- Source passage:
========

Nigeria: A time to heal and begin again
Nigeria: A time to heal and begin again
By Patrick Okedinachi Utomi,  is a Political Economist, and Founder of the Centre for Values in Leadership and Co-chairman of the NCFront

At independence, perceptions of prospects were in the superlatives. Images of the first black power saturated consciousness like the elegance of the nation’s promise.

The symbols of its possibilities, its political actors, were flamboyant, yet paradoxically modest. But wicked cancer set in and aimed to cut short the glory of Nigeria dreamt by its youth, and the vision unfolded by its elders. Sixty years later many stand shells shocked, wondering the nature of the Tsunami that hit us. But I remain captivated still by the potentialities of the glory of the latter rain.

First, we must accept that all have sinned and fallen short. We should candidly seek to be reconciled one to another, endure the catharsis of the discovery of the peak of our folly, be healed, and then begin again. Nigeria can and must be made to rise up again.

There are some who may think I am overdosed on optimism but I have a view of nation-building shaped by the experience of others. When the defenestration of Prague in 1618 set off thirty years of religious wars in Europe, few would have imagined the Peace of Westphalia in 1648 and how that would shape the modern nation-state. Besides, I am persuaded that despite the jaded braggadocio of those currently in power all have come to a painful recognition that the result of trying to dominate others has yielded results in which we are all worse off. In playing winner take all those who hug power as a tool of impunity, for audacious legal plunder, many have found that they have invited in cancer that is squeezing the life out of all, including those who unleashed the regime of unfair and unjust treatment of others in the class, clan, or club terms. Those who thought they oppressed can now see that even their own shadows are too frightened to walk. So, a trip from Kaduna to Abuja becomes a journey so troubling that the railway carriage is favoured over motorcades with blaring sirens and escorts. Governors are attacked routinely in Borno and bandits determine what happens in the President’s home town. Now, we know, at the least, that citizenship which is caring for what affects all, trumps being the tribesman who cares only for their parochial attachments and sees all from without as enemies to be attacked. We know was that the Greeks were right in the hierarchy of members of society; with idiots at the bottom, tribesmen above them, and citizens at the top. We know now that Nigeria needs citizens and citizen democracy.

========

- To do: In the essay on Nigeria, what 1618 event set off thirty years of religious wars in Europe?

[Natural-language region descriptions]
========

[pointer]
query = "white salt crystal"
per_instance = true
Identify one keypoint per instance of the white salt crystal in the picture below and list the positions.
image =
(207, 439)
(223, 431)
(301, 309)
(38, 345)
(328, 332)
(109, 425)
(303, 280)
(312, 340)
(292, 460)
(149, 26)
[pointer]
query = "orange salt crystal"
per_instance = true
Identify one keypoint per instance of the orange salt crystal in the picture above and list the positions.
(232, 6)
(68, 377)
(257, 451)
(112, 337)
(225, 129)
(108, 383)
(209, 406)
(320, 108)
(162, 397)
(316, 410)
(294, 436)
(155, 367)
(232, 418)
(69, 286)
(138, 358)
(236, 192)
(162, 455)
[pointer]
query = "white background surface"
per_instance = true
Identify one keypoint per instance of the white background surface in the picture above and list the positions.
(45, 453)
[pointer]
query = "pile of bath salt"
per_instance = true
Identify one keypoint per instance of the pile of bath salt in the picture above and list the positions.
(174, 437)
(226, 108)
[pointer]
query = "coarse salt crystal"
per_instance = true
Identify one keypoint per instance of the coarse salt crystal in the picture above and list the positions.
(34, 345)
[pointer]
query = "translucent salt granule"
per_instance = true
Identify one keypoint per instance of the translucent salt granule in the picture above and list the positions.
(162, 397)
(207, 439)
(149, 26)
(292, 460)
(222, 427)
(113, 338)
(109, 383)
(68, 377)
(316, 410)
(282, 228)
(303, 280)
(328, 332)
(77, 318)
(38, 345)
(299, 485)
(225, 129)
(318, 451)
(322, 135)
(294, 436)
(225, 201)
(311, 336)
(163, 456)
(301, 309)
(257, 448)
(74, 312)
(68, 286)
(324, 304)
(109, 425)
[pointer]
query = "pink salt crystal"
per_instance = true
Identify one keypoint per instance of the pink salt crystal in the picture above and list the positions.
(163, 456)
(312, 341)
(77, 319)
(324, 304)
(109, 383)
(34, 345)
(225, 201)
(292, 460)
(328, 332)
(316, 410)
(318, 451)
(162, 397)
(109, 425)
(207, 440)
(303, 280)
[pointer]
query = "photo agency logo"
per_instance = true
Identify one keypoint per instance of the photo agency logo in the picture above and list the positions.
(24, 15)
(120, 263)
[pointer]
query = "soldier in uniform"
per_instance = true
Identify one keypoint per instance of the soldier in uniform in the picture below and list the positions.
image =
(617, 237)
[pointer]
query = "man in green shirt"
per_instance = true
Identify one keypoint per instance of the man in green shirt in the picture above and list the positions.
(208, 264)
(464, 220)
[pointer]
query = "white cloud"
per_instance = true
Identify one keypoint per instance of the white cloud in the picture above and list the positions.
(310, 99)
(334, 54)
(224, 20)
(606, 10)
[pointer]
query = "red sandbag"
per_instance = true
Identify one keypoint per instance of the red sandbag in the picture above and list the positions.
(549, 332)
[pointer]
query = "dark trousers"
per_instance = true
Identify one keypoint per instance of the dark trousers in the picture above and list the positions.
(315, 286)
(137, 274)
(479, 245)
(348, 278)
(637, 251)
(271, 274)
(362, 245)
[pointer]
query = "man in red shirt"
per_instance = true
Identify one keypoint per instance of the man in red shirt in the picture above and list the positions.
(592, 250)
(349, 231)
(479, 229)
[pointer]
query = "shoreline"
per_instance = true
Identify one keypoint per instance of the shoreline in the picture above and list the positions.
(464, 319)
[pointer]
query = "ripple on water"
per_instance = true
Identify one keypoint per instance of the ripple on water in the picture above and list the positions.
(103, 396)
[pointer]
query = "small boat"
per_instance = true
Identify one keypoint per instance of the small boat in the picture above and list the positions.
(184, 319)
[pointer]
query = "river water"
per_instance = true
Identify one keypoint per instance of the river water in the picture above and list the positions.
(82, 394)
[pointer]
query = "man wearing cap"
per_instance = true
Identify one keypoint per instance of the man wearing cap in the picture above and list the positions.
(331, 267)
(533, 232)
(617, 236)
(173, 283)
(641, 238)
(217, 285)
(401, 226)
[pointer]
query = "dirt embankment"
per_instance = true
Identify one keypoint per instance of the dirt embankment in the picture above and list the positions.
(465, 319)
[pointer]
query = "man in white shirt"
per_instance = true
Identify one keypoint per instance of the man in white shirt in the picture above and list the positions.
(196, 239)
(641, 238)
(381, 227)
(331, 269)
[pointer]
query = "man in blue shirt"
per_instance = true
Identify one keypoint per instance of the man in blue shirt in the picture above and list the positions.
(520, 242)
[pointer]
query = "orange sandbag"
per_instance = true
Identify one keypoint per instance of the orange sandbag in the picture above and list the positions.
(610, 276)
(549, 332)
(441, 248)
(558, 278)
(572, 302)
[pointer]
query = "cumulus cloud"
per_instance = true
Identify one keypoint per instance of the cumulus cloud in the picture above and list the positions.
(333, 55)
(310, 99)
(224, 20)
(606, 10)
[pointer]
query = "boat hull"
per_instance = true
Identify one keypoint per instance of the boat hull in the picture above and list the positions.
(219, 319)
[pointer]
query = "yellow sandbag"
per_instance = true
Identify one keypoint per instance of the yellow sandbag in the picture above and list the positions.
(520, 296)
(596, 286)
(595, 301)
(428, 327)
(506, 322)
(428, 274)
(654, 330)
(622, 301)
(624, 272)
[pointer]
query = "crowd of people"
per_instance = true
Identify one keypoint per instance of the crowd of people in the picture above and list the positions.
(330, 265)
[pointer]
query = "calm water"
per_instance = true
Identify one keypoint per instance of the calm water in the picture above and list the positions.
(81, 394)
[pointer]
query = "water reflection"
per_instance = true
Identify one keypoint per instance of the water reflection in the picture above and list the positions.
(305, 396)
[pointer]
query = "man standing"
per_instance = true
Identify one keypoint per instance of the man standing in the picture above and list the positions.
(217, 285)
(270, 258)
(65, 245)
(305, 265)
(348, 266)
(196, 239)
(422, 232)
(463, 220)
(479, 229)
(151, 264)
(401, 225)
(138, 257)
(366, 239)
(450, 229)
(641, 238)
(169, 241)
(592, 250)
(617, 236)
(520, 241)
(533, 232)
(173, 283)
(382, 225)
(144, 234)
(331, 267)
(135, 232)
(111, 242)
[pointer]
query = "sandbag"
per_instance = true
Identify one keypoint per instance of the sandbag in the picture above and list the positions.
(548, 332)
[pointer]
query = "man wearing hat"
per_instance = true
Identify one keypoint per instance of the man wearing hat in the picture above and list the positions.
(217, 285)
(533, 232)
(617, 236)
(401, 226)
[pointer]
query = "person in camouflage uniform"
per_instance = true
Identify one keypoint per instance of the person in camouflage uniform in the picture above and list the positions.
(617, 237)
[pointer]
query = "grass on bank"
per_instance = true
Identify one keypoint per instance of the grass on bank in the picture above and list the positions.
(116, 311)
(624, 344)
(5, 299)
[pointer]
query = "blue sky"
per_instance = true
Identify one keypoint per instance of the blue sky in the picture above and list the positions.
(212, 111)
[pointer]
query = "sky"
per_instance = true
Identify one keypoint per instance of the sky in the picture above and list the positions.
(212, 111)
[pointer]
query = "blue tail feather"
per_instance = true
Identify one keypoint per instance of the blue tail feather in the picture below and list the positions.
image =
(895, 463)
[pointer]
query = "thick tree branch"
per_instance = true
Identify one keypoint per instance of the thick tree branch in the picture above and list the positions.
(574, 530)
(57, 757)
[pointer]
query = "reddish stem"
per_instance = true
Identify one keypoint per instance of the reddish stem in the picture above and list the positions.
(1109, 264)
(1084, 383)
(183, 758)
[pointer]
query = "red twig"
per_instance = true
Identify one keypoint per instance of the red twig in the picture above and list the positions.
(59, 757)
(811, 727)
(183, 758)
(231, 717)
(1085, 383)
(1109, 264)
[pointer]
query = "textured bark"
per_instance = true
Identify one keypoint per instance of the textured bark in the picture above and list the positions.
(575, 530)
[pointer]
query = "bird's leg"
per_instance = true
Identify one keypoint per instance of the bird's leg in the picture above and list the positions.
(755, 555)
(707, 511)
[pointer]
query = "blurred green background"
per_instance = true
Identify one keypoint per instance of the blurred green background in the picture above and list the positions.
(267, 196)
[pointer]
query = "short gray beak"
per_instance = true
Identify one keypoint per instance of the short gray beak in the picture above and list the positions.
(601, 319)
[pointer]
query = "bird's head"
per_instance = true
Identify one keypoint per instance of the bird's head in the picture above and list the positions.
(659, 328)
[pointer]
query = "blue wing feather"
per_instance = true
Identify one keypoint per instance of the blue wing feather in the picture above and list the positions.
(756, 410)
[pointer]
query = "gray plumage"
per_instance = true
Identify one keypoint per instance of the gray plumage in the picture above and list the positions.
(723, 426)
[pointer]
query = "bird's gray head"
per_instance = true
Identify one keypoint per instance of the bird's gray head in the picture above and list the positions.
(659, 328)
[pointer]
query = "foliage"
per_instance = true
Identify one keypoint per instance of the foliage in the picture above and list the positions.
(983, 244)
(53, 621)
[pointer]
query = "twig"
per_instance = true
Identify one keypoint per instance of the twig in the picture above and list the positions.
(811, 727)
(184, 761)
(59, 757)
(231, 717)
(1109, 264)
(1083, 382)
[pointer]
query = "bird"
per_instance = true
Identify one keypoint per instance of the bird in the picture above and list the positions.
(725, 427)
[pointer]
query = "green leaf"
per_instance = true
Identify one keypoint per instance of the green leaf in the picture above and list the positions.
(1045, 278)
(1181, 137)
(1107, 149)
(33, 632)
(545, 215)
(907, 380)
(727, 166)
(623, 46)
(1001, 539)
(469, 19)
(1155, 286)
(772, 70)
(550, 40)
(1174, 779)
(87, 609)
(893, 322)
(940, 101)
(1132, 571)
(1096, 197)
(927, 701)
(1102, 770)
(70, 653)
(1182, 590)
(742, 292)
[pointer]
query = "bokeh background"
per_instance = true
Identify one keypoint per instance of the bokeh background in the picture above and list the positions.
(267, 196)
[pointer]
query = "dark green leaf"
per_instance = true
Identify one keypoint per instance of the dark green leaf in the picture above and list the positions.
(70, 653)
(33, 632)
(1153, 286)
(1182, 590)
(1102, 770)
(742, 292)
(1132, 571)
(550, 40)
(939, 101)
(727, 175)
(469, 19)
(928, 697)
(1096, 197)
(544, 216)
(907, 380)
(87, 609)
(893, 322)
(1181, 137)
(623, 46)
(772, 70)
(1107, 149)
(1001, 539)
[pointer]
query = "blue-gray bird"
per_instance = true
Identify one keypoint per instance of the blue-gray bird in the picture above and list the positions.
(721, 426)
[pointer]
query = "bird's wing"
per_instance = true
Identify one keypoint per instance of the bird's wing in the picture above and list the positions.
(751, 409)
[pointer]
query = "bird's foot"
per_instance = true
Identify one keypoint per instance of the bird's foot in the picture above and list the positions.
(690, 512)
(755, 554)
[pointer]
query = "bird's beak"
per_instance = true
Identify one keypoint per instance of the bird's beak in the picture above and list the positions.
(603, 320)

========

- Exercise response: The defenestration of Prague.